» RECORDS FOR THIS EXERCISE:
****************
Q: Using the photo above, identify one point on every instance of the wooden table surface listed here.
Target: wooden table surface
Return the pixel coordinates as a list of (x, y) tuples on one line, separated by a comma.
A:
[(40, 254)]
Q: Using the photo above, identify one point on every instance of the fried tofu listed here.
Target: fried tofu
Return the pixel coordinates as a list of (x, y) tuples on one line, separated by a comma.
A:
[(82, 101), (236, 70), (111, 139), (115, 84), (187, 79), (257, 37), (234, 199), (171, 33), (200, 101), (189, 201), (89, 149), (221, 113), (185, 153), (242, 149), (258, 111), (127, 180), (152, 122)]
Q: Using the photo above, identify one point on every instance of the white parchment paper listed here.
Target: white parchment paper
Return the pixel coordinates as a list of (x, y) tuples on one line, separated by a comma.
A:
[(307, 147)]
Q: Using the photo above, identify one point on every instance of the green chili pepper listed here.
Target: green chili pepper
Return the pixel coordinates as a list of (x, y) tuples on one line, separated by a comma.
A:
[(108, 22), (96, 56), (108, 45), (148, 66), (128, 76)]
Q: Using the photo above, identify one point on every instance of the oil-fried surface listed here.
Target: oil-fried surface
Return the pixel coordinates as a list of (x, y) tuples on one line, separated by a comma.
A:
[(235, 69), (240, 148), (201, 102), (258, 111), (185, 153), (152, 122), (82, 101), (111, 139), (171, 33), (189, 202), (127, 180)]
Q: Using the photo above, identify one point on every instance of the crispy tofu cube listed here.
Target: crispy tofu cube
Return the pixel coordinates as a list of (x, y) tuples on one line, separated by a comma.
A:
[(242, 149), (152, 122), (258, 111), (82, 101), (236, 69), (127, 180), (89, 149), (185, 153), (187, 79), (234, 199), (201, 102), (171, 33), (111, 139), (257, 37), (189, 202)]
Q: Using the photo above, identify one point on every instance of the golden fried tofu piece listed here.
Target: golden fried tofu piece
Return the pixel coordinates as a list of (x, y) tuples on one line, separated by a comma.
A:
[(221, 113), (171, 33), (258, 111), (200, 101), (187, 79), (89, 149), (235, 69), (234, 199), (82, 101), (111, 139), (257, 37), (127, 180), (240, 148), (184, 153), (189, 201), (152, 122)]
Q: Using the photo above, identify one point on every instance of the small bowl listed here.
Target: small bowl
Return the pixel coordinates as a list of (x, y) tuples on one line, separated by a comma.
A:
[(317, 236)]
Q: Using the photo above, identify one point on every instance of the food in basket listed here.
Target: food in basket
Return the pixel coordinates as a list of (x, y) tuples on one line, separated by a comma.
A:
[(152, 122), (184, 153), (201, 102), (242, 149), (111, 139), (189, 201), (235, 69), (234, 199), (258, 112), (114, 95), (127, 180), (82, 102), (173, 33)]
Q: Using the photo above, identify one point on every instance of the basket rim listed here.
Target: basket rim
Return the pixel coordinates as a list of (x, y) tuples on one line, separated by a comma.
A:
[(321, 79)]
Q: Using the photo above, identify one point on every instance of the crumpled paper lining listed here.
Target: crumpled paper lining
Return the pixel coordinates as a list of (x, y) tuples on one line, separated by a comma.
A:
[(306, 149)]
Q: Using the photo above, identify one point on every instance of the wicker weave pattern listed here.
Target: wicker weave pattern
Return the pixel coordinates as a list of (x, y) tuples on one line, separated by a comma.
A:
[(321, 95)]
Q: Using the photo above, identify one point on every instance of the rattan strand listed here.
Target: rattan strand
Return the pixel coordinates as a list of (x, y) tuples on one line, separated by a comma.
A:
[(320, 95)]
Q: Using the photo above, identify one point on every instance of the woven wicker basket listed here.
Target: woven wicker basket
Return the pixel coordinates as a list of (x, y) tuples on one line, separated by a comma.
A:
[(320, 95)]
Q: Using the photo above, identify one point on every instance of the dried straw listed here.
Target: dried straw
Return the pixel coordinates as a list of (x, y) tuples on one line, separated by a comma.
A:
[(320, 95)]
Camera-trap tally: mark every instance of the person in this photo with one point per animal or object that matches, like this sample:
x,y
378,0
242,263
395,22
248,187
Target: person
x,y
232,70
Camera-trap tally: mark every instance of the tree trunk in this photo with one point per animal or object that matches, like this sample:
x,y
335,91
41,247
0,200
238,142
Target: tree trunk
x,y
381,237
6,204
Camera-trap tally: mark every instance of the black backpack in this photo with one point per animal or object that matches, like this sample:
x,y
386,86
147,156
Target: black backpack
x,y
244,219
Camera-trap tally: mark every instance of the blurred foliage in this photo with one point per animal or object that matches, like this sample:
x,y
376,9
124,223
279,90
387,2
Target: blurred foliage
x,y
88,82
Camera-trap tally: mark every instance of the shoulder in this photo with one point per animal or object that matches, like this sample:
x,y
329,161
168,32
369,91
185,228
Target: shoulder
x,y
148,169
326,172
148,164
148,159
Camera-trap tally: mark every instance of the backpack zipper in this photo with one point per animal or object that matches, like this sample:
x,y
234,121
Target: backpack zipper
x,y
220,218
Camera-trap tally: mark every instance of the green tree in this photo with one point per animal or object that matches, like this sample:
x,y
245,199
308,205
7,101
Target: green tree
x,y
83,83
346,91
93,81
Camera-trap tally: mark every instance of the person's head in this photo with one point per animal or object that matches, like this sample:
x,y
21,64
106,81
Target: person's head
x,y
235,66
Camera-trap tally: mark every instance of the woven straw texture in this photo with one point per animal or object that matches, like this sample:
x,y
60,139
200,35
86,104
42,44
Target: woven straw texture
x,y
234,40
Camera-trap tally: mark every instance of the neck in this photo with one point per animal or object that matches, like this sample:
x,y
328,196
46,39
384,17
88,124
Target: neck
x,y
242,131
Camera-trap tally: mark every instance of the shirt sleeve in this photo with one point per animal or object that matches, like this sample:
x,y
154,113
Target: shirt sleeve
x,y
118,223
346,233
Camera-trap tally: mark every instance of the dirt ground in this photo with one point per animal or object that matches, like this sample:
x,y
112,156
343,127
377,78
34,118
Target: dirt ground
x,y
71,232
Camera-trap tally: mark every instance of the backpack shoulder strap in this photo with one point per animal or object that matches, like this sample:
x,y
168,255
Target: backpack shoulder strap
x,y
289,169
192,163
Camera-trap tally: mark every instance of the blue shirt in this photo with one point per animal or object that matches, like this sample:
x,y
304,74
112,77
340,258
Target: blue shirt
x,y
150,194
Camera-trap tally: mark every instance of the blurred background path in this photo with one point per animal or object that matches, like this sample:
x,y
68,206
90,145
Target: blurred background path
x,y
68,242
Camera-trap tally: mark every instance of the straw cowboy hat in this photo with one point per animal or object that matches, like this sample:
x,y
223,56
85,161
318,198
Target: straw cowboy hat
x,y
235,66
****************
Reproduce every row above word for word, from the first to the last.

» ANSWER TO THIS PROBLEM:
Q: Using the photo above, identify one point on every instance of the wooden table surface listed here.
Target: wooden table surface
Return the pixel coordinates as a list of (x, y) tuples on one line, separated by a comma.
A:
[(40, 254)]
Q: Using the photo above, identify one point on every instance of the fried tofu listed here.
Target: fried tofu
Return the pixel coordinates as a list of (x, y) tuples on one line, separated by a comma.
A:
[(82, 101), (236, 70), (111, 139), (115, 84), (187, 79), (257, 37), (234, 199), (171, 33), (200, 101), (189, 201), (89, 149), (221, 113), (185, 153), (242, 149), (258, 111), (127, 180), (152, 122)]
Q: Using the photo above, identify one point on every instance of the white parchment paper listed here.
Target: white parchment paper
Return the pixel coordinates as a list of (x, y) tuples on one line, separated by a comma.
A:
[(307, 147)]
Q: Using the photo above, identify one point on every instance of the green chili pepper listed here.
Target: green chili pepper
Return the pixel coordinates as a list of (x, y) tuples on one line, separated by a comma.
A:
[(108, 22), (96, 56), (108, 45), (148, 66), (128, 76)]
Q: Using the photo above, identify one point on every instance of the oil-fried surface listed here.
Target: oil-fried surface
Return the pixel coordinates as a list of (x, y) tuples on one line, separated by a comma.
A:
[(235, 69), (240, 148), (201, 102), (258, 111), (185, 153), (152, 122), (82, 101), (111, 139), (171, 33), (189, 202), (127, 180)]
Q: Using the photo above, identify one point on every instance of the crispy tofu cube listed here.
Target: crispy tofu cube
Return the pixel coordinates as a list of (x, y) tuples on one line, separated by a comma.
A:
[(242, 149), (152, 122), (258, 111), (82, 101), (236, 69), (127, 180), (89, 149), (185, 153), (187, 79), (234, 199), (201, 102), (171, 33), (111, 139), (257, 37), (189, 202)]
Q: Using the photo above, identify one point on every instance of the golden fried tofu piece listed here.
Target: golden fried tofu piece
Return the pixel coordinates as a list of (x, y) tuples on one line, separated by a comma.
A:
[(221, 113), (171, 33), (258, 111), (200, 101), (187, 79), (89, 149), (235, 69), (234, 199), (82, 101), (111, 139), (257, 37), (127, 180), (240, 148), (184, 153), (189, 201), (152, 122)]
Q: Using the photo above, identify one point on every instance of the small bowl listed here.
Target: small bowl
Return the pixel coordinates as a list of (x, y) tuples on one line, separated by a comma.
A:
[(317, 236)]
Q: Using the photo above, identify one point on every instance of the food in basket listed here.
Target: food in basket
Return the pixel coordinates as a list of (x, y) tuples on one line, separated by a comma.
A:
[(152, 122), (184, 153), (201, 102), (242, 149), (111, 139), (189, 201), (235, 69), (234, 199), (258, 112), (114, 95), (127, 180), (82, 102), (173, 33)]
Q: Using the photo above, identify one point on every instance of the basket rim listed here.
Target: basket rim
Return the pixel coordinates as a list of (x, y) tuples on one line, separated by a comma.
A:
[(321, 79)]
Q: Using the photo above, identify one point on every instance of the crumpled paper lining listed here.
Target: crumpled paper lining
Return the pixel coordinates as a list of (x, y) tuples on one line, separated by a comma.
A:
[(306, 149)]
Q: Using the photo above, identify one point on every instance of the wicker weave pattern listed here.
Target: wicker weave pattern
Return the pixel coordinates as a list of (x, y) tuples on one line, separated by a comma.
A:
[(321, 95)]
Q: Using the photo above, identify one point on every instance of the rattan strand listed here.
Target: rattan strand
Return the pixel coordinates as a list of (x, y) tuples on one line, separated by a comma.
A:
[(320, 95)]
Q: Using the photo above, identify one point on every instance of the woven wicker basket listed here.
Target: woven wicker basket
Return the pixel coordinates as a list of (x, y) tuples on one line, separated by a comma.
A:
[(320, 95)]
Q: Using the photo above, identify one point on every instance of the dried straw listed here.
Target: dried straw
Return the pixel coordinates as a list of (x, y) tuples on one line, separated by a comma.
A:
[(320, 95)]
Camera-trap tally: mark every instance of the person in this photo with one point per animal or object that matches, like this sample:
x,y
378,0
242,263
395,22
248,187
Target: person
x,y
232,70
Camera-trap tally: mark every instance of the tree trunk in this photo with one point per animal or object that matches, like this sample:
x,y
335,91
41,247
0,200
238,142
Target: tree trunk
x,y
381,237
6,204
Camera-trap tally: mark every instance of the black backpack in this photo with one point per animal or object that matches, like this sample:
x,y
386,86
147,156
Target: black backpack
x,y
244,219
Camera-trap tally: mark every instance of the blurred foliage in this photo with one point per animal or object that matches, like this sample:
x,y
376,9
124,223
279,90
387,2
Target: blurred foliage
x,y
88,82
Camera-trap tally: mark every instance of the shoulder in this photo with one point per animal or object that matches, like this sample:
x,y
329,161
168,32
369,91
185,228
Target: shoulder
x,y
148,169
326,172
148,164
148,159
Camera-trap tally: mark every instance of the backpack zipper in this photo with one point per animal or object that matches, like this sample:
x,y
234,121
Target: backpack zipper
x,y
220,218
Camera-trap tally: mark every instance of the green tree in this photo with one point per animal or object that matches, like this sample:
x,y
245,199
308,205
7,101
Target: green tree
x,y
83,83
346,91
93,81
Camera-trap tally: mark every instance of the person's head in this photo with one point per animal or object that matches, like this sample:
x,y
21,64
106,81
Target: person's head
x,y
235,66
Camera-trap tally: mark every instance of the woven straw texture in this photo with one point per animal or object that matches, like this sample:
x,y
60,139
200,35
86,104
42,44
Target: woven straw texture
x,y
234,40
Camera-trap tally: mark every instance of the neck in this photo with one point per animal or object that matches, like this sample:
x,y
328,196
46,39
384,17
88,124
Target: neck
x,y
242,131
Camera-trap tally: mark every instance of the shirt sleeve in this photo with one point per animal or object that matches, like this sample:
x,y
154,113
Target: shirt sleeve
x,y
118,223
346,233
Camera-trap tally: mark every instance of the dirt ground in this photo with one point per animal or object that matches, like this sample:
x,y
112,156
343,127
377,78
34,118
Target: dirt ground
x,y
71,232
Camera-trap tally: mark every instance of the backpack shoulder strap in this photo with one point per animal or object that matches, like this sample:
x,y
168,255
Target: backpack shoulder strap
x,y
289,169
192,163
Camera-trap tally: mark every instance of the blue shirt in this photo with one point per animal or object that matches, like this sample:
x,y
304,74
112,77
340,258
Target: blue shirt
x,y
150,194
Camera-trap tally: mark every instance of the blurred background path in this photo with one point per animal or object that matches, like this sample:
x,y
68,206
90,145
Target: blurred background path
x,y
68,242
Camera-trap tally: mark every instance of the straw cowboy hat in this photo with one point per animal or object that matches, like this sample:
x,y
223,56
85,161
318,198
Target: straw cowboy hat
x,y
235,66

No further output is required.